* **Problem description**
Return all entries word for word, but drop any images.
── Source data
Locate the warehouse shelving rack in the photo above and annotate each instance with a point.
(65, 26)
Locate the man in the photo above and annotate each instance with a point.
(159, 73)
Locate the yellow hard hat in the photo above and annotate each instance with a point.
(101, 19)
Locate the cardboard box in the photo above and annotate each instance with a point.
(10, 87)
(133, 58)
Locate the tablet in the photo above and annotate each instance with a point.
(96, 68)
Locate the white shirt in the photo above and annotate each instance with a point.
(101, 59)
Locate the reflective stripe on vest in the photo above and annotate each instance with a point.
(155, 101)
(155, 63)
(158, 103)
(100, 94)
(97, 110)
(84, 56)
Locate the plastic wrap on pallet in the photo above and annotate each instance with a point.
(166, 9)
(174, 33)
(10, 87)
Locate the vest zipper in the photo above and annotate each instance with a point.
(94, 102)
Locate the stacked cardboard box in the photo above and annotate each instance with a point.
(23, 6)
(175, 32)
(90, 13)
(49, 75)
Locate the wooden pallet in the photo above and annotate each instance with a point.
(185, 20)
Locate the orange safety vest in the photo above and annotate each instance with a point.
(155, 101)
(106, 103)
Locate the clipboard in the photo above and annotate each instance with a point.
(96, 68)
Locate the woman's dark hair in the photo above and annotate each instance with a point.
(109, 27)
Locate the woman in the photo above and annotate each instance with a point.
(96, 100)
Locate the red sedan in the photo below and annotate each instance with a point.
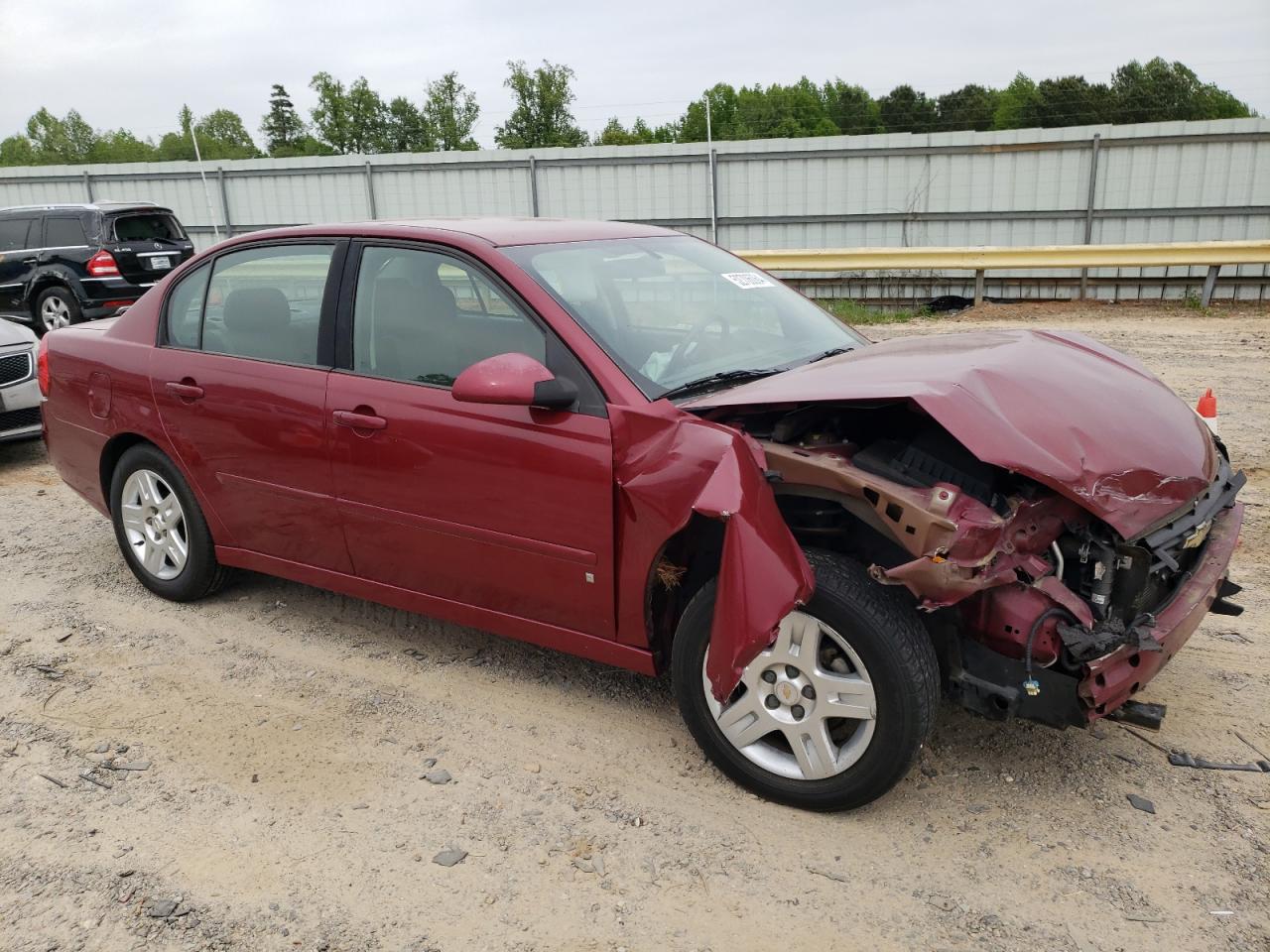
(626, 443)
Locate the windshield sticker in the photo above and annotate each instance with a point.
(749, 280)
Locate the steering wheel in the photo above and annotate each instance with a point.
(695, 333)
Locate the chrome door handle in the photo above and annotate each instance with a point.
(358, 421)
(185, 391)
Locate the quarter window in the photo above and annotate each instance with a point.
────
* **Task solution**
Locate the warehouse shelving rack in the photo above and annotate each instance with a point.
(65, 26)
Locate the man in the photo above and annotate each instance with a point.
(159, 73)
Locate the yellow hard hat in the photo above and annotate each instance with a point.
(101, 19)
Locate the cardboard box in the photo above and annotate each instance with a point.
(10, 87)
(133, 58)
Locate the tablet in the photo above and annotate each instance with a point.
(96, 68)
Locate the white shirt in the photo above and annotate each instance with a point.
(101, 59)
Locate the reflective stripe on vest in the photo above and annotate each instance with a point.
(155, 101)
(155, 63)
(158, 103)
(100, 94)
(97, 110)
(84, 56)
Locate the plastic wrap on pallet in the photo above and annotate each instance with a point.
(166, 9)
(174, 33)
(10, 87)
Locate the vest zipper in the photo above and annotate each instance with a point.
(94, 102)
Locate the stacked cardboard box in the photo above and annotate each instance with a point.
(23, 6)
(175, 32)
(90, 13)
(49, 75)
Locate the wooden pallet in the photo above and annotate each instance with a point.
(185, 20)
Locate the orange safety vest in the photo above and annotate each instance with a point.
(155, 101)
(106, 103)
Locate the clipboard in the photo above and annotate each instance with a point.
(96, 68)
Locate the woman's dark hair in the photo above and annotate each instance with a point.
(109, 27)
Locate the woman in the photo above and annotate each instance with a point.
(96, 100)
Locate the red sedan in the photo below and annotate each instance with a point.
(626, 443)
Locate the windshield sticker in the photo above and annotate each instance with a point.
(749, 280)
Locate the steering wheel in the photo above and annotate each instance with a point.
(695, 333)
Locate the chrome door handle in the photo above and annotate each instance with a point.
(358, 421)
(185, 391)
Locate the quarter window in the photo above and annotate each instance with a point.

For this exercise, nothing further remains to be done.